Given text:
[start]

Self‐Standing Metal Organic Framework–Carbon Nanofiber Composites as Bifunctional Electrocatalysts for Rechargeable Zinc‐Air Batteries

Abstract

Abstract Metal‐organic framework (MOF)–carbon composite materials are promising candidates for use as electrocatalysts in zinc‐air batteries (ZAB). Electrospun carbon nanofibers (CNFs) are particularly advantageous as conductive substrates due to their porous and binder‐free architecture. However, achieving stable and efficient dispersion of MOFs on CNFs remains a significant challenge. In this study, we present the synthesis of a composite electrode comprising of nickel‐based metal‐organic framework decorated over cobalt oxide‐embedded carbon nanofibers (NM@CCNF), designed as a self‐standing bifunctional electrocatalyst for rechargeable ZABs. The NM@CCNF features a unique open flower petal‐like morphology providing abundant active sites for oxygen reduction (ORR) and oxygen evolution reactions (OER). Electrochemical testing demonstrated that NM@CCNF exhibited a low potential gap (Δ E ) between the ORR and OER of 0.794 V, surpassing individual noble metal catalysts and rivaling benchmark Pt/C and IrO₂ combinations. The assembled ZAB demonstrated a high specific capacity of 830 mA h g Zn −1 , and a peak power density of 77.36 mW cm −2 . Long‐term cycling stability tests over 200 cycles showed minimal voltage degradation, indicating excellent durability and rechargeability. Post‐mortem analysis confirmed the reversible formation of ZnO during operation, validating the battery's rechargeability. These findings highlight the potential of NM@CCNF as a promising candidate for next‐generation energy storage systems.

[end]

Exercise description:
Please explain, using the zinc-air battery abstract above, why electrospun carbon nanofibers are described as particularly advantageous conductive substrates. Answer in one to three sentences.

Material shown:

[start]

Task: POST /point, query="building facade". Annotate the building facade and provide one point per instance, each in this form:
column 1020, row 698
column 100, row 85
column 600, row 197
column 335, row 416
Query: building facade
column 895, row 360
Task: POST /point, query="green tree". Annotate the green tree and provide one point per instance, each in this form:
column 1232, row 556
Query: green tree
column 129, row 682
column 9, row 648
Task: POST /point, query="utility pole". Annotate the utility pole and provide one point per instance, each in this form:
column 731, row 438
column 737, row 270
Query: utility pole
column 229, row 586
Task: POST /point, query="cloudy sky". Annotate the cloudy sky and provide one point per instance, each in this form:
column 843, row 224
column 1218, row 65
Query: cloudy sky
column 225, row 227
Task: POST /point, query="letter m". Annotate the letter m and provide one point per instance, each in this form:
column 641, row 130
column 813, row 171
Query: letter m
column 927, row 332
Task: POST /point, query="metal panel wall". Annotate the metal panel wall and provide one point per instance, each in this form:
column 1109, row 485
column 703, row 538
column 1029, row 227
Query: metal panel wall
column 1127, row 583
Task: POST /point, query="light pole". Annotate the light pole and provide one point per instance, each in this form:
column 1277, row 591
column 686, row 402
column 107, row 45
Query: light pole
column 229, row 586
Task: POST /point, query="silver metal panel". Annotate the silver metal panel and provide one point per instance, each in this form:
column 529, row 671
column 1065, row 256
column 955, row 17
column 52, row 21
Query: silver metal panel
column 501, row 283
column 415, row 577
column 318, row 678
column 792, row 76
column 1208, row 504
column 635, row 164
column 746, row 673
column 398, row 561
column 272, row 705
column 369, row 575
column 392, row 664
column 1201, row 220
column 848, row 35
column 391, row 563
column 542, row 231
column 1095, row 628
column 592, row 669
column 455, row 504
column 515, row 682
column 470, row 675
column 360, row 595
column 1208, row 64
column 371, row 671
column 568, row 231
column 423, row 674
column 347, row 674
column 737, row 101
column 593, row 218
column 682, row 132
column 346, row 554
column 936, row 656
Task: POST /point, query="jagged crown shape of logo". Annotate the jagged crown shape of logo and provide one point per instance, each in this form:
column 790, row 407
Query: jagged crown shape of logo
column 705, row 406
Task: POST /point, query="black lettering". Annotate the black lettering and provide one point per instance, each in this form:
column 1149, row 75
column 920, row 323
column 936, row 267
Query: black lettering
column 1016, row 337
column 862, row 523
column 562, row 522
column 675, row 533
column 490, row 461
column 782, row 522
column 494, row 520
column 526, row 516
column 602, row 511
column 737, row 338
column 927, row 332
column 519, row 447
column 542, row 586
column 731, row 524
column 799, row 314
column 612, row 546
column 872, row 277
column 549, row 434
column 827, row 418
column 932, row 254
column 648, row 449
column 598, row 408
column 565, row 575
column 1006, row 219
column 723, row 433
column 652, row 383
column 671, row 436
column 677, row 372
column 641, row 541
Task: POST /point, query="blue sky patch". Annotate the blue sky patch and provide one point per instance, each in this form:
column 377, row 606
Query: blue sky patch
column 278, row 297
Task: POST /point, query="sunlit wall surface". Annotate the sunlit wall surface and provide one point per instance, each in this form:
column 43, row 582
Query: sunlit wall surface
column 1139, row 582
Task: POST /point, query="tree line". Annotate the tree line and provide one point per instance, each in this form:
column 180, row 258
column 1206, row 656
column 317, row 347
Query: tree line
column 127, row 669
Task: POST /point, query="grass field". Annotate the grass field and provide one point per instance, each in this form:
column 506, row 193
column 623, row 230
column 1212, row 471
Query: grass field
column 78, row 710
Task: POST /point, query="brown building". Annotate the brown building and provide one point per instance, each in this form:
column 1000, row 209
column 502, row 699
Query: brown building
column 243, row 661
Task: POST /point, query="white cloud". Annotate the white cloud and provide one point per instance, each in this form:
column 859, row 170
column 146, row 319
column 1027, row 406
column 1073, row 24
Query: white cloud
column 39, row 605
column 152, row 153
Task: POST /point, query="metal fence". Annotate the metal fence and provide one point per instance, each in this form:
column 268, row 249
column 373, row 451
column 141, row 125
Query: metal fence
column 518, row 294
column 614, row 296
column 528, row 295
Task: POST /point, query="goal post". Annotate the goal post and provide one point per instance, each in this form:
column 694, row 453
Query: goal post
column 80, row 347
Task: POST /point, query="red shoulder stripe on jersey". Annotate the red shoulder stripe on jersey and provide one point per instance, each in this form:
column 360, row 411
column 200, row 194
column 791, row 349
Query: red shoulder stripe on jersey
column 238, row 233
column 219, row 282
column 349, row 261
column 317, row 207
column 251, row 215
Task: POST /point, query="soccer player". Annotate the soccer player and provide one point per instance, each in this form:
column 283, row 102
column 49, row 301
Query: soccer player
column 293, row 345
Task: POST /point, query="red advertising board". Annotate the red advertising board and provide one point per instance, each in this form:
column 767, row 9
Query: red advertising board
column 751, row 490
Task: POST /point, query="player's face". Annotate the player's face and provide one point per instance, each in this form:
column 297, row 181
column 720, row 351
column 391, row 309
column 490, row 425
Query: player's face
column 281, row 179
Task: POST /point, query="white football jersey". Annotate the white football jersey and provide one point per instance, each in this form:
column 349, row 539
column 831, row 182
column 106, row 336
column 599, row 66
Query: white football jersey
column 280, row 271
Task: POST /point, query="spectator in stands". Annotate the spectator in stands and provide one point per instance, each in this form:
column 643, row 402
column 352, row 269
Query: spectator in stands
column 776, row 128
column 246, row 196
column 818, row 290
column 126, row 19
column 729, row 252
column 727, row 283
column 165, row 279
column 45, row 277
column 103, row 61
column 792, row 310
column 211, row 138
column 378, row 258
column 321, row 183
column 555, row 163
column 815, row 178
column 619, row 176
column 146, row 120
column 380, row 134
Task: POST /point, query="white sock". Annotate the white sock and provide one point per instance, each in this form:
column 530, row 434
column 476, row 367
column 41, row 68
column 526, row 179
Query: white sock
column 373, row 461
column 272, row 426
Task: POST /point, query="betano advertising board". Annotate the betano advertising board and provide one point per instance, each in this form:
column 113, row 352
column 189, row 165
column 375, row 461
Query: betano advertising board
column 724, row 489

[end]

The output:
Electrospun carbon nanofibers are particularly advantageous as conductive substrates because of their porous, binder-free architecture.